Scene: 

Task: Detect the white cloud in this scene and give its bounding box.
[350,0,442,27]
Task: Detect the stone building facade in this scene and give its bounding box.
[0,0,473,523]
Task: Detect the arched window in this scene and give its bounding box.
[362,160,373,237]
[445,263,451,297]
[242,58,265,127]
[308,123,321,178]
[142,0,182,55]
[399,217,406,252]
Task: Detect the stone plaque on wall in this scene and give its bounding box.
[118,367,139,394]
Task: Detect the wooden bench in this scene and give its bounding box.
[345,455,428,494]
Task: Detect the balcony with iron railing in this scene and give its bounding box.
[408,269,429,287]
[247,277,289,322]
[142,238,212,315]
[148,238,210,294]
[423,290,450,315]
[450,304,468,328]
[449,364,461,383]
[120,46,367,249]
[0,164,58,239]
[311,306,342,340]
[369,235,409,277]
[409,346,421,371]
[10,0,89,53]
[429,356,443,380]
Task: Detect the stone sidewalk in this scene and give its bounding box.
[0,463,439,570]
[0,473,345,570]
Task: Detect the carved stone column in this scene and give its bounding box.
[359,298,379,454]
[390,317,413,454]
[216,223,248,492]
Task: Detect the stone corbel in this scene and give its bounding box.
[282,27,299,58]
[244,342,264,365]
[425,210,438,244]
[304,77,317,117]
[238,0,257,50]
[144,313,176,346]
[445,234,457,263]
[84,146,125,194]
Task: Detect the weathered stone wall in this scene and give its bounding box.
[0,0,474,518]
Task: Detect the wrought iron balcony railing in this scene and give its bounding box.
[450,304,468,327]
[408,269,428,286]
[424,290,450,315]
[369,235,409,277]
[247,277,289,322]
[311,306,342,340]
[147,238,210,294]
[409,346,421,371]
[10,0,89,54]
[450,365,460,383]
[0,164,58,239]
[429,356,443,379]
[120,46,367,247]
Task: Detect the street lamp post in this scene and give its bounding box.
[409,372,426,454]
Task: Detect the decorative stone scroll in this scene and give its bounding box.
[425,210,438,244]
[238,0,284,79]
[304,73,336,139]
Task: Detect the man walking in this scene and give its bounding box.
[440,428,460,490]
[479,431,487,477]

━━━━━━━━━━━━━━━━

▸ What is needed: Please update the data above by changing "wooden bench" to "park bench" and keeping everything else the same.

▸ Problem solution:
Scene: 

Task: Detect the white cloud in this scene and give its bounding box.
[350,0,442,27]
Task: Detect the stone building facade in this scene and give its bounding box.
[0,0,473,523]
Task: Detect the arched window in this scene and give its bounding box.
[362,160,373,237]
[445,263,451,297]
[242,58,265,127]
[308,123,321,178]
[142,0,182,55]
[399,217,406,252]
Task: Detect the stone plaque on wall in this scene and give its bounding box.
[118,367,139,394]
Task: Detect the park bench in this scene and give its bounding box.
[345,455,428,494]
Task: Detect the balcony with iron railing in this scene and give its bounding box.
[408,269,429,287]
[247,277,289,322]
[142,238,212,315]
[148,238,210,294]
[423,290,450,315]
[450,304,468,328]
[449,364,461,383]
[120,46,367,249]
[0,164,58,239]
[311,306,342,340]
[369,235,409,277]
[409,346,421,371]
[10,0,89,53]
[429,356,443,380]
Task: Detect the stone sidewalk in this scene and give its bounding box.
[0,463,439,570]
[0,473,345,570]
Task: Detect the carved stone column in this scene and give its bounding box.
[359,298,379,454]
[390,317,413,454]
[216,223,248,492]
Task: Detect the stone corbel in this scene and give its bounding box.
[282,27,299,58]
[244,342,264,365]
[425,210,438,244]
[304,77,317,117]
[238,0,257,50]
[144,313,176,346]
[445,234,457,263]
[84,146,125,194]
Task: Detect the weathered stone wall in this scene and give its bounding box.
[0,0,474,518]
Task: Detect the wrought iron balcony railing in this scene and give its bounding box.
[450,304,468,327]
[408,269,428,286]
[424,290,450,315]
[369,235,409,277]
[247,277,289,322]
[311,306,342,340]
[147,238,210,294]
[409,346,421,371]
[10,0,89,54]
[450,365,460,383]
[0,164,58,239]
[429,356,443,379]
[120,46,367,247]
Task: Detect the street lamp post in this scene and give its bounding box.
[409,372,426,454]
Task: Detect the decorative stone scroll in this scene and give its bounding box.
[425,210,438,244]
[238,0,284,79]
[304,73,336,139]
Task: Detect the man walking in this scene and give its bounding box.
[440,428,460,490]
[479,431,487,477]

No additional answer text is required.